PROVIDED RECORDS:
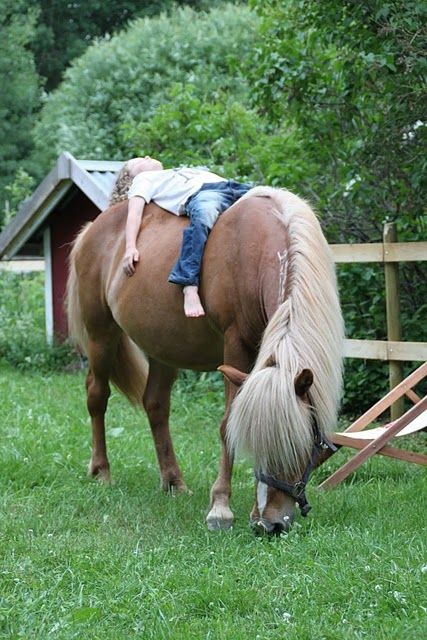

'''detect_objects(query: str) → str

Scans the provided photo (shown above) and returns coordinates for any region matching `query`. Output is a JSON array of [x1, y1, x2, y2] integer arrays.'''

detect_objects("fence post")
[[383, 222, 403, 420]]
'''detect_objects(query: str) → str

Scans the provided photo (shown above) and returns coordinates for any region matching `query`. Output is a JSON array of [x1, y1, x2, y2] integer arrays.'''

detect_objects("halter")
[[255, 414, 338, 518]]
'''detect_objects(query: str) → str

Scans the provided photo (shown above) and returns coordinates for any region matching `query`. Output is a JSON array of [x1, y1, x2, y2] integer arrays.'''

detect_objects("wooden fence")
[[331, 223, 427, 420], [0, 223, 427, 419]]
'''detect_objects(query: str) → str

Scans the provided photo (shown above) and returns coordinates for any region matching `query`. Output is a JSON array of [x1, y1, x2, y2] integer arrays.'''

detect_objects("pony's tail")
[[227, 187, 344, 477], [66, 223, 148, 406]]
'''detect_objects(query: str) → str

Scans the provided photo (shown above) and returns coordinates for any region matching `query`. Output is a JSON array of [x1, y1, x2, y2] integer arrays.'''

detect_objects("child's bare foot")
[[184, 285, 205, 318]]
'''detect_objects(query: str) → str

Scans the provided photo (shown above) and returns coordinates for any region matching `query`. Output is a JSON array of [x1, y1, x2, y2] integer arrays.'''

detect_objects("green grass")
[[0, 365, 427, 640]]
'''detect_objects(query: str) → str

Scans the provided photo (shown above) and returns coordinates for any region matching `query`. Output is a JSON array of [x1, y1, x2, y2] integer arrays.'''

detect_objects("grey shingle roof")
[[0, 152, 124, 259]]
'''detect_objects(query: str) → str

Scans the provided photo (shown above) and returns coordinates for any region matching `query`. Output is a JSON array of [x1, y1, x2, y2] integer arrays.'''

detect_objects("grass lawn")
[[0, 365, 427, 640]]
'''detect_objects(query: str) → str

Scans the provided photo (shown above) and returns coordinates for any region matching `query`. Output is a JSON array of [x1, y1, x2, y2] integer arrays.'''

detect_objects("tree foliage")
[[31, 0, 216, 91], [252, 0, 427, 241], [0, 0, 41, 222], [34, 5, 257, 168], [250, 0, 427, 413]]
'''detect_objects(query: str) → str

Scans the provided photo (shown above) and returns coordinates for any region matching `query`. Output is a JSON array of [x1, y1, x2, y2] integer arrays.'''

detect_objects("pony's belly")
[[115, 317, 224, 371]]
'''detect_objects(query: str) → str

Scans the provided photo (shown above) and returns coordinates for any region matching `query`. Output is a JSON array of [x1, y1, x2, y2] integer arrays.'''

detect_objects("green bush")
[[34, 5, 258, 178], [0, 271, 77, 372]]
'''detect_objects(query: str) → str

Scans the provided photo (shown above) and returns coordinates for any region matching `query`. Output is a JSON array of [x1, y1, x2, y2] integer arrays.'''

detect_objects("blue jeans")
[[168, 180, 251, 287]]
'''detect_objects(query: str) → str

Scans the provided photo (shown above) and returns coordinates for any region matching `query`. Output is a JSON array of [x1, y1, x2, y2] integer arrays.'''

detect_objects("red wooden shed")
[[0, 153, 123, 340]]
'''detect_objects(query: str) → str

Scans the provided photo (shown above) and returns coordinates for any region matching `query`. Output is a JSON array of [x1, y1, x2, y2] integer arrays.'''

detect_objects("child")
[[123, 156, 251, 318]]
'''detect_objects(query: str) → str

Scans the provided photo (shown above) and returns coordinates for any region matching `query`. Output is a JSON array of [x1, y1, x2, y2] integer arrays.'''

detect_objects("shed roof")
[[0, 152, 124, 260]]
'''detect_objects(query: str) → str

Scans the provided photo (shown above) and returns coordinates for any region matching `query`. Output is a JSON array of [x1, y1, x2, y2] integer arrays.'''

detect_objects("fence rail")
[[330, 223, 427, 420]]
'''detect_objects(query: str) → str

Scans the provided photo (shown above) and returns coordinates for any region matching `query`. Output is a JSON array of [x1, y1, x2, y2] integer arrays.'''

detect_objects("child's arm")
[[123, 196, 145, 276]]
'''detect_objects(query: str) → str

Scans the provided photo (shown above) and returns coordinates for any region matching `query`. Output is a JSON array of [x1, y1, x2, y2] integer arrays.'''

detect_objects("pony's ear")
[[218, 364, 248, 387], [294, 369, 313, 398]]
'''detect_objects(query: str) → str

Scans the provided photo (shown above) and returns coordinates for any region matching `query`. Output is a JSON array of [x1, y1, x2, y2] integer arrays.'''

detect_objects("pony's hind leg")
[[144, 359, 187, 491], [86, 337, 117, 482]]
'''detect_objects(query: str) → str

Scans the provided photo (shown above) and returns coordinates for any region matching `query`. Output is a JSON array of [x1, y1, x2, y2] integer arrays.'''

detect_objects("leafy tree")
[[33, 5, 258, 172], [248, 0, 427, 413], [252, 0, 427, 241], [0, 0, 41, 226], [27, 0, 217, 91]]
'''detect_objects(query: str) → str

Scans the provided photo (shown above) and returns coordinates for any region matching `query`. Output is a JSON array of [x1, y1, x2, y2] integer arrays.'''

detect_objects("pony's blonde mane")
[[227, 187, 344, 478]]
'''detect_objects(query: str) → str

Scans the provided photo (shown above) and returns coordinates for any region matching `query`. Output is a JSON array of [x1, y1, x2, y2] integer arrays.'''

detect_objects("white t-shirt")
[[128, 167, 226, 216]]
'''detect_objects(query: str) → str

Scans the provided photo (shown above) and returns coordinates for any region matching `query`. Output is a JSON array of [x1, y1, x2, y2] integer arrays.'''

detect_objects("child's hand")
[[123, 249, 139, 276]]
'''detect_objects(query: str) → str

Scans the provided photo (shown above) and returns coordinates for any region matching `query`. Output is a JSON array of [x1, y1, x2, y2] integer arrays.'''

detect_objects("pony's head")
[[219, 359, 329, 535]]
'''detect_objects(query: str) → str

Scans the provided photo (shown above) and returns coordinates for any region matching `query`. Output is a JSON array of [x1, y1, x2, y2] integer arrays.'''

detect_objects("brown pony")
[[67, 187, 343, 533]]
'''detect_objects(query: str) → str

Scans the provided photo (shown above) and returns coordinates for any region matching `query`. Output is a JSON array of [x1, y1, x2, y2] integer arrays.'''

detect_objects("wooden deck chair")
[[319, 362, 427, 489]]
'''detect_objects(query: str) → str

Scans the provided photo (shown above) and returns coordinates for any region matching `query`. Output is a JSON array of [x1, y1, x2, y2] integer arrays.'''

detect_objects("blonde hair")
[[108, 162, 133, 207]]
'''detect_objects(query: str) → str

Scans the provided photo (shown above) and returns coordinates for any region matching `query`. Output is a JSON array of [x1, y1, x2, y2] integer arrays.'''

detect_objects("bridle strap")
[[255, 413, 337, 518]]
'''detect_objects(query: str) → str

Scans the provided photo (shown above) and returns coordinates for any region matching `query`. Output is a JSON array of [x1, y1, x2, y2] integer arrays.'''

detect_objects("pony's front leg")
[[86, 343, 111, 482], [206, 408, 234, 531], [144, 358, 187, 491]]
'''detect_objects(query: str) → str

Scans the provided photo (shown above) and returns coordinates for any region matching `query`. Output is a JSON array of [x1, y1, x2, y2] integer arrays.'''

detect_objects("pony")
[[67, 187, 344, 534]]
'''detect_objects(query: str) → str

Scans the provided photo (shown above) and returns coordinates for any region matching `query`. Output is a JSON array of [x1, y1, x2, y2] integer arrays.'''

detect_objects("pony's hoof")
[[160, 480, 189, 496], [87, 462, 112, 484], [206, 507, 234, 531], [250, 518, 289, 537]]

EXERCISE BRIEF:
Copy out all of the data above word for word, leaving out the pictures.

CORRECT RESULT:
'''detect_objects(query: str) → str

Scans the provided photo (shown above) and returns coordinates for any region matching `query`. Output is a JSON array of [x1, y1, x2, y2] integer arrays.'''

detect_objects("fence post")
[[383, 222, 403, 420]]
'''detect_objects(query: str) → str

Scans the provided photo (shown above) and returns coordinates for any region matching `query`. Output is a JSON array of [x1, y1, x2, y2] integer arrays.'''

detect_objects("halter")
[[255, 414, 338, 518]]
'''detect_objects(query: str) → str

Scans the provided photo (shown above) and returns coordinates for any region matching `query`. Output is a JSON array of [x1, y1, x2, y2] integer arrays.'''

detect_objects("wooden fence")
[[331, 223, 427, 420], [0, 223, 427, 419]]
'''detect_objects(query: str) → str

Scans the provided photo (shown above) and returns coordinates for any region matching `query`. Output is a JSON array of [x1, y1, x2, y2] integer arrays.'''

detect_objects("pony's tail")
[[227, 187, 344, 477], [66, 223, 148, 406]]
'''detect_objects(query: str) → str

Scans the provided photo (shown above) and returns coordinates for any region matching `query`. Output is a JSON array of [x1, y1, x2, y2] integer arrays.'''

detect_objects("child's bare foot")
[[184, 285, 205, 318]]
'''detect_objects(query: str) → str

Scans the provided photo (shown above) and returns coordinates for any region matching `query`. Output is a JSON array of [x1, y1, x2, y2] integer arrays.'''

detect_objects("green grass")
[[0, 365, 427, 640]]
'''detect_objects(query: str) → str

Scans the provided photo (shown above) and returns coordinates for any region matching `query`. Output is a JSON array of [x1, y1, x2, y2] integer arrays.'''

detect_objects("grey shingle roof")
[[0, 152, 124, 259]]
'''detect_objects(query: str) → str

Scans the provided photo (shown above) and returns coordinates for any region matching `query`. Output is a JSON array of [x1, y1, x2, y2] integer arrays.'''

detect_objects("grass lawn")
[[0, 365, 427, 640]]
'''detect_objects(query: str) → str

Scans the provided photo (shown above) and returns coordinates for any region matching `query`. Output is a JSON array of [x1, y1, x2, y2] integer arrays.'''

detect_objects("tree foliage")
[[31, 0, 216, 91], [252, 0, 427, 241], [0, 0, 41, 222], [34, 5, 257, 168], [250, 0, 427, 413]]
'''detect_objects(query: str) → str

Scans the provided photo (shown above) and returns coordinates for any region matching `query`. Output is a JSON array of [x1, y1, x2, y2] integer arrays.'''

detect_objects("pony's belly")
[[115, 317, 224, 371]]
'''detect_objects(query: str) → str

Scans the provided photo (shown above) and returns coordinates for any region matching `query`. Output is a JSON array of [x1, y1, x2, y2] integer arrays.'''

detect_objects("green bush")
[[34, 5, 258, 178], [0, 271, 77, 372]]
'''detect_objects(query: str) → str

Scans the provided photo (shown above) and returns coordinates for any region matching `query`. Output is a JSON array of [x1, y1, x2, y2] integer arrays.'''

detect_objects("blue jeans")
[[168, 180, 251, 287]]
'''detect_objects(query: str) → str

Scans the provided photo (shown above) and returns coordinates for any region matching `query`. Output is a JSON array of [x1, y1, x2, y2] integer arrays.'''

detect_objects("red wooden shed")
[[0, 153, 123, 340]]
'''detect_objects(query: str) → str

Scans the provided photo (shown above) and returns coordinates for any region matching `query`. Output is a JSON array of [x1, y1, x2, y2] integer arrays.'''

detect_objects("child")
[[123, 156, 251, 318]]
'''detect_objects(query: str) → str

Scans the provided photo (shown above) and returns coordinates for any region matching `query`. Output is a JSON array of [x1, y1, x2, y2] integer arrays.'''

detect_objects("shed roof")
[[0, 152, 124, 260]]
'''detect_objects(query: str) → str

Scans the provided photo (shown above) and returns coordinates for any region matching `query`. Output is a JSON array of [x1, y1, x2, y2] integer arrays.'''

detect_objects("fence rail")
[[330, 223, 427, 420]]
'''detect_objects(query: str) → str

Scans the provided photo (shown above) and returns coordinates for any region matching `query`. Output is a JSON array of [x1, y1, x2, y2] integer arrays.'''

detect_objects("child's arm")
[[123, 196, 145, 276]]
'''detect_objects(query: str) → str

Scans the provided photo (shown above) and returns coordinates for any region matching `query`. Output is a JSON array of [x1, y1, x2, y2] integer arrays.'''

detect_objects("pony's ear")
[[218, 364, 248, 387], [294, 369, 313, 398]]
'''detect_objects(query: str) → str

Scans the provided photo (shown above) and returns coordinates for any region matching `query`. Output is a JSON array of [x1, y1, x2, y2] integer arrays.'''

detect_objects("pony's hind leg")
[[144, 359, 187, 491], [86, 337, 117, 482]]
'''detect_objects(query: str) → str

Scans the provided photo (shown above) and returns coordinates for any region matching `query`. Output is a JSON array of [x1, y1, x2, y2] integer arrays.'''

detect_objects("leafy tree")
[[33, 5, 258, 172], [248, 0, 427, 413], [252, 0, 427, 241], [0, 0, 41, 226], [27, 0, 217, 91]]
'''detect_objects(query: str) → str

Scans the provided photo (shown above) and returns coordinates for any region matching `query`. Output is a JSON array of [x1, y1, x2, y2] integer arrays.'''

detect_objects("pony's blonde mane")
[[227, 187, 344, 478]]
'''detect_objects(query: str) → str

Scans the provided photo (shown above) and returns coordinates for any region matching `query`. Output is a JSON array of [x1, y1, x2, y2] integer arrays.'''

detect_objects("white t-shirt")
[[128, 167, 226, 216]]
'''detect_objects(query: str) → str

Scans the provided photo (shown above) and returns coordinates for any region matching `query`. Output is a JSON array of [x1, y1, x2, y2] integer arrays.'''

detect_objects("child's hand")
[[123, 249, 139, 276]]
'''detect_objects(query: str) → str

Scans the provided photo (shown above) and returns coordinates for any region matching `query`. Output is a JSON array of [x1, y1, x2, y2] integer arrays.'''

detect_objects("pony's head")
[[219, 359, 329, 535]]
'''detect_objects(query: str) → str

Scans the provided photo (shown above) and returns coordinates for any region matching `query`. Output is a JSON array of [x1, y1, x2, y2] integer arrays.'''

detect_objects("brown pony")
[[67, 187, 343, 533]]
'''detect_objects(query: str) → str

Scans the provided photo (shown above) and returns coordinates for any region matching `query`. Output is a JSON array of [x1, y1, x2, y2] integer arrays.'''

detect_objects("wooden deck chair")
[[319, 362, 427, 489]]
'''detect_objects(query: str) → str

Scans the provided photo (shown above) and returns coordinates for any region matching `query`. Output is a JSON array of [x1, y1, x2, y2] integer arrays.'''

detect_objects("blonde hair")
[[108, 162, 133, 207]]
'''detect_objects(query: str) → str

Scans the provided photo (shown above) and returns coordinates for any region matching `query`. Output is a JSON array of [x1, y1, x2, y2] integer arrays.'''

detect_objects("bridle strap")
[[255, 413, 337, 518]]
'''detect_objects(query: str) → str

Scans the provided photo (shown above) and returns coordinates for any region matching `query`. Output is a JSON array of [x1, y1, x2, y2] integer arrays.'''

detect_objects("pony's front leg")
[[86, 343, 111, 482], [206, 408, 234, 531], [144, 358, 187, 491]]
'''detect_objects(query: str) → str

Scans the provided photo (shown above) and returns coordinates for any region matching `query`. Output is a JSON array of [x1, y1, x2, y2] integer arrays.'''

detect_objects("pony")
[[67, 187, 344, 534]]
'''detect_objects(query: str) → str

Scans the provided photo (shown above) and returns coordinates for any region matching `query`. Output is a JSON array of [x1, y1, x2, y2] integer arrays.'''

detect_objects("pony's hoof")
[[160, 480, 189, 496], [87, 462, 112, 484], [206, 507, 234, 531], [250, 518, 289, 537]]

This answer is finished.